__Work instructions__
Report how many lines of the records contain the string "flower", treating case as significant, and give only the number.

(Object detection data)
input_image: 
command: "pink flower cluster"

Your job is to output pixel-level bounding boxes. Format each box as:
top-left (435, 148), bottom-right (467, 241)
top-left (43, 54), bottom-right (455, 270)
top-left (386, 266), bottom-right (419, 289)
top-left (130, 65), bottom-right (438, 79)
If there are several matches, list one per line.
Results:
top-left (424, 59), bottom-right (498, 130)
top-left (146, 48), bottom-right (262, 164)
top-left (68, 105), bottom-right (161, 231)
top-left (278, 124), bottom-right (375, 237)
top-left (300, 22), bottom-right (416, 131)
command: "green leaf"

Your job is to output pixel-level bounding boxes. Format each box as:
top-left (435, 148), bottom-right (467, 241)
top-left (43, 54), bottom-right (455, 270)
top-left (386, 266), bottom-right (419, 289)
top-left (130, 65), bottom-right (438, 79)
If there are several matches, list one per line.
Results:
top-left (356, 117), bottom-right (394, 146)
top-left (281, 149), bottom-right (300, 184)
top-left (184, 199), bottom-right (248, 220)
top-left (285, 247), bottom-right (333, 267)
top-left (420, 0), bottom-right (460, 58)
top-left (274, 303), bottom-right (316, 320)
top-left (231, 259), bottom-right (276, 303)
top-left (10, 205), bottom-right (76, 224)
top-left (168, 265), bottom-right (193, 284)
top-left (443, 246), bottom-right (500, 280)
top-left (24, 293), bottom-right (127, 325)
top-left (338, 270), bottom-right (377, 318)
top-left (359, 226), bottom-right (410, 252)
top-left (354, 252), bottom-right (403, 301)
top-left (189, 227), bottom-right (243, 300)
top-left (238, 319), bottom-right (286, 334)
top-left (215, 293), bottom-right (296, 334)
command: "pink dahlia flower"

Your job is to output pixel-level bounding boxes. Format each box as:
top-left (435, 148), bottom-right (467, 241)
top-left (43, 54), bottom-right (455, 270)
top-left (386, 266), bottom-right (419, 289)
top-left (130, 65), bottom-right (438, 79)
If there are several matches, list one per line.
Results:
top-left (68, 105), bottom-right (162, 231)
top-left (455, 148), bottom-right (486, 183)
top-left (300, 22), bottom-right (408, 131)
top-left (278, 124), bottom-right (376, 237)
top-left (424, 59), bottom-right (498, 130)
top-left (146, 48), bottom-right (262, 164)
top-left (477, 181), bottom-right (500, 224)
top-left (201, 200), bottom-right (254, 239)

* * *

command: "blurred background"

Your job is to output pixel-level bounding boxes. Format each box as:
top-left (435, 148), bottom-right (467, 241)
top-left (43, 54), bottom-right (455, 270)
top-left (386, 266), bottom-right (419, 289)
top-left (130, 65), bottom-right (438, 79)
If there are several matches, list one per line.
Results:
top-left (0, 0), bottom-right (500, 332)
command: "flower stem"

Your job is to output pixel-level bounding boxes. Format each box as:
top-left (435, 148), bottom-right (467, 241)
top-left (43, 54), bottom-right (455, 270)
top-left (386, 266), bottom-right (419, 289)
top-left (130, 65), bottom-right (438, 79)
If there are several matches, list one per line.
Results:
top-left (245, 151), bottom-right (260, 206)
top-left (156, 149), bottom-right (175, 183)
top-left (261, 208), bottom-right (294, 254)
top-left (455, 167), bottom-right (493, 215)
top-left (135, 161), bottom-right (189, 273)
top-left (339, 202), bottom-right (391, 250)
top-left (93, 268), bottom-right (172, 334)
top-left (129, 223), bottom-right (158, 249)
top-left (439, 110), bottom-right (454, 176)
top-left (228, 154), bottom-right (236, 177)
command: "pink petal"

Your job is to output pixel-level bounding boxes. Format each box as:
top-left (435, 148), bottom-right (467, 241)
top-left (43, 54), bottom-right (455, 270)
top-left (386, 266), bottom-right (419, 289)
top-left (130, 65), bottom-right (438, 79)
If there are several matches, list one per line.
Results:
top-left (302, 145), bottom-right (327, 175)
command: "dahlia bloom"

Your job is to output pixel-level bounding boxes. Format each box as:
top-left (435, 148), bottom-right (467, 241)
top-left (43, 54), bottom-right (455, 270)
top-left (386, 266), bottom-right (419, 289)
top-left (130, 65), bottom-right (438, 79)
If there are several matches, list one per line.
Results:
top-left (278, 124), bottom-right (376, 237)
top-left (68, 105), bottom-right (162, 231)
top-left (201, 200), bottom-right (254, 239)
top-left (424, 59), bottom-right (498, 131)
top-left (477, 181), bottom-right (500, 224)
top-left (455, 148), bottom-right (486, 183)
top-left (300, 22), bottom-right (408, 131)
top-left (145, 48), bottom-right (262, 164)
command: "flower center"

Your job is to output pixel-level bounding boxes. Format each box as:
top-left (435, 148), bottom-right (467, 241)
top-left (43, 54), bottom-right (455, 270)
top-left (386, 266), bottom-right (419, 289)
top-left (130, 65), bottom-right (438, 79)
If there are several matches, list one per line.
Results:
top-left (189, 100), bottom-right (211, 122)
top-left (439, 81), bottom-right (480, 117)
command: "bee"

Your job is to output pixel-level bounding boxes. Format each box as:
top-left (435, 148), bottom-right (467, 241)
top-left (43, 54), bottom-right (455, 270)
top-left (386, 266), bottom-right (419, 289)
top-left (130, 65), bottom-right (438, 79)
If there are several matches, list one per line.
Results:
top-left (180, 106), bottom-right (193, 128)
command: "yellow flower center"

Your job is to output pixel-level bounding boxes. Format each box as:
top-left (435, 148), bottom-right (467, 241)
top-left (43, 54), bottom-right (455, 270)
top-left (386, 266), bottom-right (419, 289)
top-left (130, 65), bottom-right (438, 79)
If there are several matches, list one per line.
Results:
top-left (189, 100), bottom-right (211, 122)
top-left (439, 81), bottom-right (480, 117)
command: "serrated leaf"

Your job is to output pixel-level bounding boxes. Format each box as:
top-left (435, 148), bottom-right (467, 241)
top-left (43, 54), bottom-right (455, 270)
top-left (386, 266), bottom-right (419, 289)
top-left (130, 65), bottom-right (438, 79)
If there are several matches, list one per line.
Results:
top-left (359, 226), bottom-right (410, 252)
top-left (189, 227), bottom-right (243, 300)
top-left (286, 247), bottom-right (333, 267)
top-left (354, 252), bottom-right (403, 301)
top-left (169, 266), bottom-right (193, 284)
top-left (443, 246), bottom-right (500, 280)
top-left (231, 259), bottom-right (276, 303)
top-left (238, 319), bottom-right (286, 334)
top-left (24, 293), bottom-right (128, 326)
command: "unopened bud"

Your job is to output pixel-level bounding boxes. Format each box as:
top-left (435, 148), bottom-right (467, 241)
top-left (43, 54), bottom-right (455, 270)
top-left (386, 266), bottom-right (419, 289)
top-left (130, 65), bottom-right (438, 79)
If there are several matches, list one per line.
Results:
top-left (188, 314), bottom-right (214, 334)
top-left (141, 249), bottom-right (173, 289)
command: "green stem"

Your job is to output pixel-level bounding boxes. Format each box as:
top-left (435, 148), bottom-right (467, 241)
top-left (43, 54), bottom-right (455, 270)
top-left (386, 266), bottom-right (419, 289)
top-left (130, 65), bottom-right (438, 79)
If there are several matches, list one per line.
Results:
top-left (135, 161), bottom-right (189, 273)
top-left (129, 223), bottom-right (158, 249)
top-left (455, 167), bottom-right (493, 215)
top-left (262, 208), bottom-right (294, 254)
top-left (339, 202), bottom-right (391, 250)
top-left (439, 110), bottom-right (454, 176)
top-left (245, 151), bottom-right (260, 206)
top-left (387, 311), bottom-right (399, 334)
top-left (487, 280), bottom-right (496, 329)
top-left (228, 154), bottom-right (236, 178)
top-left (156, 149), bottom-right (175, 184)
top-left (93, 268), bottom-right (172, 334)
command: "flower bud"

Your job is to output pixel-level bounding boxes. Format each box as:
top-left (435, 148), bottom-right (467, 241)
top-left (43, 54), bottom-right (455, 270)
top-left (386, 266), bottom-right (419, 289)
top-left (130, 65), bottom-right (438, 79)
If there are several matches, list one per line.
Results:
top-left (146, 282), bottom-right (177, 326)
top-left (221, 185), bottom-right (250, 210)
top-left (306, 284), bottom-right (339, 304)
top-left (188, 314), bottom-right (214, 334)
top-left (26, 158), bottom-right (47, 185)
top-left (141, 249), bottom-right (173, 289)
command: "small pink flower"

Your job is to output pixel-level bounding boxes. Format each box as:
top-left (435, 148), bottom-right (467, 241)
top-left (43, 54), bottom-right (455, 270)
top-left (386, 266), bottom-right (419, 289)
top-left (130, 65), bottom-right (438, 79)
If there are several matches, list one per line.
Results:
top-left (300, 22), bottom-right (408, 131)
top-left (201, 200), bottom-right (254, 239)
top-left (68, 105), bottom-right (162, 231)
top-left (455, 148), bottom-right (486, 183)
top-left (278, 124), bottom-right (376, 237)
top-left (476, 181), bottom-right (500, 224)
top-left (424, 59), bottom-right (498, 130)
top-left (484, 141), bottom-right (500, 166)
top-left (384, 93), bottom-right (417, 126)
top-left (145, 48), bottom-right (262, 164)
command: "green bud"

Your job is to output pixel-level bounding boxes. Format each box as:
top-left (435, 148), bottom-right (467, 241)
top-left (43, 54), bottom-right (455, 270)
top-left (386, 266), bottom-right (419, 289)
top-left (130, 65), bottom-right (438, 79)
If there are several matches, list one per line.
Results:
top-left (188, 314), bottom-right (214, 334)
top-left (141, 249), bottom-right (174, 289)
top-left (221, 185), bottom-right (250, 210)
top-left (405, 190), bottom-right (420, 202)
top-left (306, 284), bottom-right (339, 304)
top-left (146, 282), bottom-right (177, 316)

---

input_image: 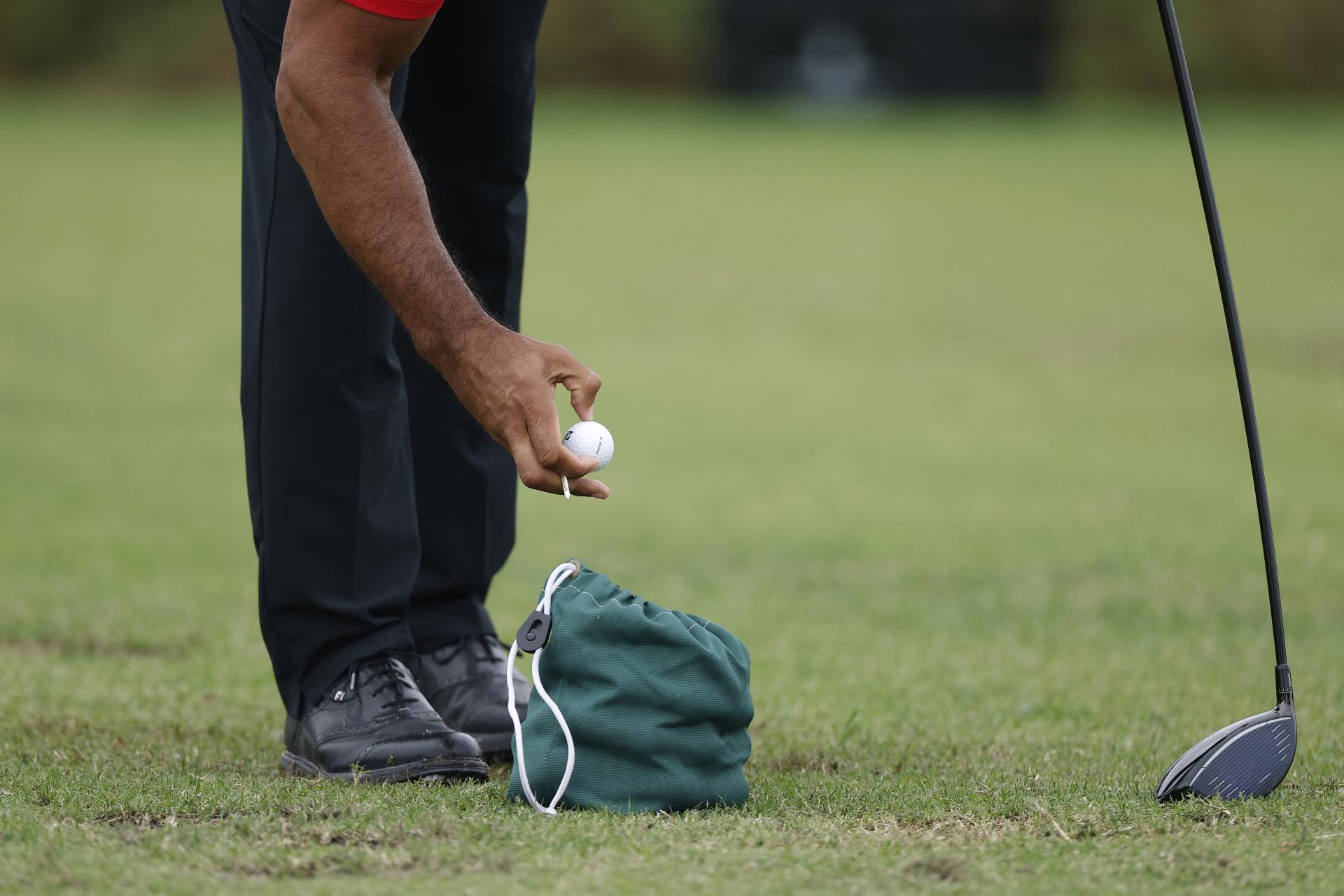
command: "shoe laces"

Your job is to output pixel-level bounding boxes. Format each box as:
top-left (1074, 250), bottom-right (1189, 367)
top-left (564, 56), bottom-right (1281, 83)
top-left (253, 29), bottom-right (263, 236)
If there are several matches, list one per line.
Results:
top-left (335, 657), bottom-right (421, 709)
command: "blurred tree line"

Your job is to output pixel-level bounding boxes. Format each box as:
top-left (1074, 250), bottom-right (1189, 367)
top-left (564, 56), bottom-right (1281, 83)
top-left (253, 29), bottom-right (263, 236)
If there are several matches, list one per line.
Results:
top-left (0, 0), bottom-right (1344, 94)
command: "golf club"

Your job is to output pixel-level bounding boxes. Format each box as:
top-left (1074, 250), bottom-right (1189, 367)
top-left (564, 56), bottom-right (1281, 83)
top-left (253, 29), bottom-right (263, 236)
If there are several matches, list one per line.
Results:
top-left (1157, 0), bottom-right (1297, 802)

__Worked answer__
7